Please turn everything in the records below, from the line containing "the ceiling vent" down to the line containing "[123,60,146,85]", both included, into a numbered list with blank lines left out.

RAW DATA:
_ _ _ _ _ _ _
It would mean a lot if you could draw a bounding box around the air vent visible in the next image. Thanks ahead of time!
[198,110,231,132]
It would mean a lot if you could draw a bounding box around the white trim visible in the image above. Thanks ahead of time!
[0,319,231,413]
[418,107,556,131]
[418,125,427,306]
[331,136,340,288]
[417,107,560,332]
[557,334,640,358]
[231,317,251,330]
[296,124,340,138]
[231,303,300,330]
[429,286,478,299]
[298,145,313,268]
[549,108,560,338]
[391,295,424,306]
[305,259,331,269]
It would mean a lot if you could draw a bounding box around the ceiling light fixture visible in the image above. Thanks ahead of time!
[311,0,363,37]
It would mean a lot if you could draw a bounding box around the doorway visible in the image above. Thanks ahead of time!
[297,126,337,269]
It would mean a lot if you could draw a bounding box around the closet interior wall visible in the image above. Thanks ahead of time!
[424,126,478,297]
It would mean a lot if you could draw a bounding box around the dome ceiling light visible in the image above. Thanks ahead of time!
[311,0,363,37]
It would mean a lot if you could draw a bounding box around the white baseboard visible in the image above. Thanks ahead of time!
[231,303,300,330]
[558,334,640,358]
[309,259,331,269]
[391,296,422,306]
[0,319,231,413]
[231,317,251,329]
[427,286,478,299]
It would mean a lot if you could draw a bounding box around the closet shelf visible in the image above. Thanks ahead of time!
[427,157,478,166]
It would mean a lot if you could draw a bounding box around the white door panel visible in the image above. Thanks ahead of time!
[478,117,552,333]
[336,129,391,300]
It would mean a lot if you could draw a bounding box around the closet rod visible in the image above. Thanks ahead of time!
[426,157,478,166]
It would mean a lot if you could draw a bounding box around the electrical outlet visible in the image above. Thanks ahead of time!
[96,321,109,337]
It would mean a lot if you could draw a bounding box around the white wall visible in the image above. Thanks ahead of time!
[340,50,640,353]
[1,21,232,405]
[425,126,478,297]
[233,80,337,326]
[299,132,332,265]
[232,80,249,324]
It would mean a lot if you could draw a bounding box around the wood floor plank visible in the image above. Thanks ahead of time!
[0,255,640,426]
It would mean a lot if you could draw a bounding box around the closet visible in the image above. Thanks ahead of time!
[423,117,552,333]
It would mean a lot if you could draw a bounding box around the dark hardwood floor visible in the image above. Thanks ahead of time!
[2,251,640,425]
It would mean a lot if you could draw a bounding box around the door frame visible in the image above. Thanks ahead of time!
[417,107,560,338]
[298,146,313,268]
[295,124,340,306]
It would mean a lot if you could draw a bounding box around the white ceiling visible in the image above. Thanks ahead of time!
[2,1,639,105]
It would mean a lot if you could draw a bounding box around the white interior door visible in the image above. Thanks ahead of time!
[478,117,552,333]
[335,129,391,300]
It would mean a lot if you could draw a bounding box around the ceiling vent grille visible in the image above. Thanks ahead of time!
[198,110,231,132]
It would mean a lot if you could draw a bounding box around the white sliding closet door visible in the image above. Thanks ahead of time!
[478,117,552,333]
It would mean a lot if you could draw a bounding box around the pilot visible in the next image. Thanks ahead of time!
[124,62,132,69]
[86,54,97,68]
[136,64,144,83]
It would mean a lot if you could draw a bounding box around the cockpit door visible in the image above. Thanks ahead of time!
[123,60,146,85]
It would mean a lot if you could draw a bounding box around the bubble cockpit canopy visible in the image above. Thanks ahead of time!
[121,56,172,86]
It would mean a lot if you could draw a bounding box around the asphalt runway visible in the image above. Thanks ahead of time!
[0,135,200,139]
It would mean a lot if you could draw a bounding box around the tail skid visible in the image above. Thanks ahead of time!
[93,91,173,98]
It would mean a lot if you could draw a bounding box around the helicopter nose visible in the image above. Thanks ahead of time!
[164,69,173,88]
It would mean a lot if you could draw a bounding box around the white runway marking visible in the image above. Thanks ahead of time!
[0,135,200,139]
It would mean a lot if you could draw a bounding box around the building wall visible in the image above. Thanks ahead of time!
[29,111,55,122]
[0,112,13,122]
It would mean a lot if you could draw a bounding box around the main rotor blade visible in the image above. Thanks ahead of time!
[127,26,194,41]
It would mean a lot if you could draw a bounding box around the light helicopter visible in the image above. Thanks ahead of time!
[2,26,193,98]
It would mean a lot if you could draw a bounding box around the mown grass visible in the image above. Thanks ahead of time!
_ _ _ _ _ _ _
SOLUTION TO THIS PROBLEM:
1. It would mean a lot if you could draw a bounding box around the ceiling vent grille visible in the image above. Thanks ahead of time!
2. [198,110,231,132]
3. It would mean a lot if you could draw a bounding box around the white sliding closet door visible in the image above. Thanks ahead of time!
4. [478,117,552,333]
5. It would mean a lot if you could draw a bounding box around the pilot visible in the next image. Thanks ahead of time!
6. [124,62,132,69]
7. [86,54,97,68]
8. [136,64,144,83]
9. It would mean a lot if you could draw a bounding box around the cockpit door visible in the image above. Thanks ahead of time!
10. [123,60,146,85]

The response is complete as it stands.